_INSTRUCTIONS FOR THE TASK:_ Please report every line in the entries that contains the string "formation".
(RECORDS SUPPLIED begins)
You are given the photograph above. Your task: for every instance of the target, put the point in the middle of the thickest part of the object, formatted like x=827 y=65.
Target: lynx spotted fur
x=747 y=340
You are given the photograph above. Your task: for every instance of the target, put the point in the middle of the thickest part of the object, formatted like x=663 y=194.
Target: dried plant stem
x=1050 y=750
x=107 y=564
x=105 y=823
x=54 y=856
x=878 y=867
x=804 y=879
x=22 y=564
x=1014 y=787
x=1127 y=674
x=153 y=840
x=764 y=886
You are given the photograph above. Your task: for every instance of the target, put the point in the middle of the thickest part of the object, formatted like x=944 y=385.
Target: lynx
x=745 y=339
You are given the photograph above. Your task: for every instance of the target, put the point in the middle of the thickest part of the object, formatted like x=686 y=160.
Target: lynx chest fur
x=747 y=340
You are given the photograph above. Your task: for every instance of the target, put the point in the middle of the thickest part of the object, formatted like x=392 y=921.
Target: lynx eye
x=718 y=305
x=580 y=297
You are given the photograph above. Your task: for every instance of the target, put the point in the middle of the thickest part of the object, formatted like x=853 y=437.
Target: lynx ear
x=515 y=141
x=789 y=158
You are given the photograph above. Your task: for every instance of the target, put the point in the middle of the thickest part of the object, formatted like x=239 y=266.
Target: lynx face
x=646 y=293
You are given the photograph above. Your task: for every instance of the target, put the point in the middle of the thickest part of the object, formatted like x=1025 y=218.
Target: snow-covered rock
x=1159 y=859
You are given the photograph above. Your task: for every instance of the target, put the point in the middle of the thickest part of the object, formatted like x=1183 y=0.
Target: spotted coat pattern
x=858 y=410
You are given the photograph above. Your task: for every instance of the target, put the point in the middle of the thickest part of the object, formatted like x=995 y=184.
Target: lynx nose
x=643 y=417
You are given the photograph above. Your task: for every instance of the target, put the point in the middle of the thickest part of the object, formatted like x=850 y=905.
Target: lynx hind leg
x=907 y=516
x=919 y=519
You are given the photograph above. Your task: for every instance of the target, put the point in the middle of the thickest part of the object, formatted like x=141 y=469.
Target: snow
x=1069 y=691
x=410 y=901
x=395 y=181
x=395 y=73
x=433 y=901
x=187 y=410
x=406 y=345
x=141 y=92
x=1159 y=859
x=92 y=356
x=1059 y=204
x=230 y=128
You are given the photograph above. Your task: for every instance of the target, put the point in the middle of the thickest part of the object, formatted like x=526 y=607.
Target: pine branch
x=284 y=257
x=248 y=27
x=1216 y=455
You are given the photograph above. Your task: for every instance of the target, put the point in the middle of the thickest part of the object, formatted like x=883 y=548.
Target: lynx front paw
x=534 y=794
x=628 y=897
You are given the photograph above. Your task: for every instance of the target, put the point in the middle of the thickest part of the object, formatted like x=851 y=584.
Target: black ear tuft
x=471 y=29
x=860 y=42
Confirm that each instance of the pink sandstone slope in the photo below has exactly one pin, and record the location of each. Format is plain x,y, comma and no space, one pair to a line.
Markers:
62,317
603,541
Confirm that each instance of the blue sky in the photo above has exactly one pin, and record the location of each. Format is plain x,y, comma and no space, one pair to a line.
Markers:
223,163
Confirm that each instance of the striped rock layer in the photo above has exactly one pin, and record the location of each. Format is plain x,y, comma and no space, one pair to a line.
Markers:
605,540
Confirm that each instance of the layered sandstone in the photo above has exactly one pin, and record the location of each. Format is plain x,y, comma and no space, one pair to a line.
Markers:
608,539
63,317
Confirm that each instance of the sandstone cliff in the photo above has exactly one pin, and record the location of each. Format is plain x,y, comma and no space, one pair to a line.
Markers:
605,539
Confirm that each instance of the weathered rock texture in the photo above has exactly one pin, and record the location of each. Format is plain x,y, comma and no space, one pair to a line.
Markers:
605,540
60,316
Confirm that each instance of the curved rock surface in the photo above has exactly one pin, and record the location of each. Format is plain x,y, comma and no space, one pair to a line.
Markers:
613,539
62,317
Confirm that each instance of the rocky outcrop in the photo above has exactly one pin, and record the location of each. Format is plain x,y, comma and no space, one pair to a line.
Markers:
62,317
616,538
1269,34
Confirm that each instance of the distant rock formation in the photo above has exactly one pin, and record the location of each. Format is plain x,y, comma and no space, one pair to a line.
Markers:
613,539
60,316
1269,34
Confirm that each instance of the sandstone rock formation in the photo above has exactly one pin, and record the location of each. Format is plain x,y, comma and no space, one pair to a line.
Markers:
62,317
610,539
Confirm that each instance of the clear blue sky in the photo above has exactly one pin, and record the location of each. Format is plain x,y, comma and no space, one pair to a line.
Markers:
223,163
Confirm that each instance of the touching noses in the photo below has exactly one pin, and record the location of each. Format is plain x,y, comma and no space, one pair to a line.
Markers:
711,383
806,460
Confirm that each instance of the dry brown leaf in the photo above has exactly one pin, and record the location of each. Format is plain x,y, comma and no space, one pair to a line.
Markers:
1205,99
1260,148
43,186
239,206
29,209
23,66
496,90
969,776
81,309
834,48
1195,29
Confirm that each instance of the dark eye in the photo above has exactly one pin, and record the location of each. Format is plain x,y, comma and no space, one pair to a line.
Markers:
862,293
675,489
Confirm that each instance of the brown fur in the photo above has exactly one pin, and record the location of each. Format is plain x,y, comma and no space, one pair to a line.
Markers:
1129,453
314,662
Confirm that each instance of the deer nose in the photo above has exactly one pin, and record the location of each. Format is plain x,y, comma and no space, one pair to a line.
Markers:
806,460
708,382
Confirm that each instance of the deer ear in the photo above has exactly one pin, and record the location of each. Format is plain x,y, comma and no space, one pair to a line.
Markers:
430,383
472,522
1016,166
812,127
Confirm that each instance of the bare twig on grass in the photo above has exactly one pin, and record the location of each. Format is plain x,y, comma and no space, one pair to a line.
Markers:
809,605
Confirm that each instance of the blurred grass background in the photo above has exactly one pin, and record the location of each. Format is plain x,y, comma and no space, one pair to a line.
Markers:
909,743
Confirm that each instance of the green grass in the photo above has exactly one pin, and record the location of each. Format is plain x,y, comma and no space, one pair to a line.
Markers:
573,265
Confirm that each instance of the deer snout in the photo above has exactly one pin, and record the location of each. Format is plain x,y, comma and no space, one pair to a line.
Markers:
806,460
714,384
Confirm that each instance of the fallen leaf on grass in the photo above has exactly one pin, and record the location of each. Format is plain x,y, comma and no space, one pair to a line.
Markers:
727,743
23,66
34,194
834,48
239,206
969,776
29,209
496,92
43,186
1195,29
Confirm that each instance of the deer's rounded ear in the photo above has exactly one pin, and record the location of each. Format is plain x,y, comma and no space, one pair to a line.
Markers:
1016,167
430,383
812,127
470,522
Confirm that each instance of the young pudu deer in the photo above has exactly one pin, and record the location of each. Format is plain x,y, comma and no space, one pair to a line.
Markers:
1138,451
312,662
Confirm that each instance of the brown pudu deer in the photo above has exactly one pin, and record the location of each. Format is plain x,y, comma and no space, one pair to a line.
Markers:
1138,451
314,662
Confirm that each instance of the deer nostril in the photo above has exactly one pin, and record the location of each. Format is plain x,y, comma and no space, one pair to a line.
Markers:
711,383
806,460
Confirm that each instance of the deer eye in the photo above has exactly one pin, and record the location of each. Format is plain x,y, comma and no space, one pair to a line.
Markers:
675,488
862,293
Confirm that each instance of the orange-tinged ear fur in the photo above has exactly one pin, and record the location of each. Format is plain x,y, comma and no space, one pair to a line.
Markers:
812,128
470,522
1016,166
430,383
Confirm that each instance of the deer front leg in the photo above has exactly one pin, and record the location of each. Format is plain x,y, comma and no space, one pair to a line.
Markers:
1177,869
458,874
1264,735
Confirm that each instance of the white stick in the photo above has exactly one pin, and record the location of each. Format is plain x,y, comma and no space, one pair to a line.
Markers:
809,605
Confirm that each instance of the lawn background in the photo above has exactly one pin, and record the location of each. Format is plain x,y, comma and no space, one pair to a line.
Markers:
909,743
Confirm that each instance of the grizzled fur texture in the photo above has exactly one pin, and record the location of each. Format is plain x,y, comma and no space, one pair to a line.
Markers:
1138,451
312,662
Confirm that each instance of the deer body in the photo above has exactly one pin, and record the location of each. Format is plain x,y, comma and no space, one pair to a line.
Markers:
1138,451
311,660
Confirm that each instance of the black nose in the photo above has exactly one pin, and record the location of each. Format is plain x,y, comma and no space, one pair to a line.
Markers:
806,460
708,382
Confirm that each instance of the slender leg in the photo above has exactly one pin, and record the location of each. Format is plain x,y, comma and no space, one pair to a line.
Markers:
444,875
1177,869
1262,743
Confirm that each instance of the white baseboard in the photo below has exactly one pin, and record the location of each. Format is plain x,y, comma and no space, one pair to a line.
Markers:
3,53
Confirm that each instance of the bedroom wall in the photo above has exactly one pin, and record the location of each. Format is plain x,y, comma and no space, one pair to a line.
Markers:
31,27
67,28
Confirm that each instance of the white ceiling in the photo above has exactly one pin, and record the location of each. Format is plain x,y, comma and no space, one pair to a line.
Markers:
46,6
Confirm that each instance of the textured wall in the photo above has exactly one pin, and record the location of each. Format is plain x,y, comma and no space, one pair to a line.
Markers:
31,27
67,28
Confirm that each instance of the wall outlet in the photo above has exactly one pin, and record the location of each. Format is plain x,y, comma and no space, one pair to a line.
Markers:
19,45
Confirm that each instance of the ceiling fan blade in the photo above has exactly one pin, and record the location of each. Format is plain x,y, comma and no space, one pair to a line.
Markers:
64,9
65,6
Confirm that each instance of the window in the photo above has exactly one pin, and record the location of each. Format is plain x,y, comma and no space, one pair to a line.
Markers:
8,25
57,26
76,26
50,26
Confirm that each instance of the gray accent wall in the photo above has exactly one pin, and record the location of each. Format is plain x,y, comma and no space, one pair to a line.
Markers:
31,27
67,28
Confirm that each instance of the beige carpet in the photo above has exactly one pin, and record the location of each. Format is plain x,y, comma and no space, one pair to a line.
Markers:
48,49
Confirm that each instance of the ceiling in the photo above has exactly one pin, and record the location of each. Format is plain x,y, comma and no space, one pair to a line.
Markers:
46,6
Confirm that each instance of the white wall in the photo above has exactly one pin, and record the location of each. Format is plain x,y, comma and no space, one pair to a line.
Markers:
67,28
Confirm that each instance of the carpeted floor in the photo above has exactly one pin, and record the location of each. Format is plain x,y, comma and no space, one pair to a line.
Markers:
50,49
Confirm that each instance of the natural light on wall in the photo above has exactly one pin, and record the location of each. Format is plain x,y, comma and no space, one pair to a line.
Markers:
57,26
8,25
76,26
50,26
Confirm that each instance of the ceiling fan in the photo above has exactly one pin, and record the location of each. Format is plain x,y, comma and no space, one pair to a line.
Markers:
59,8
(RECORDS SUPPLIED ends)
_WRITTEN RESPONSE:_
Confirm that each instance of the distant rock formation in the photo above has exactly one pin, and record the location of each. Format is plain x,y, comma and no space, one pair to a line.
Confirm that each instance of the sandstone rock formation in the photo above has exactly one pin, and record the location of each. Format is plain x,y, comma and no space, one pair to a line.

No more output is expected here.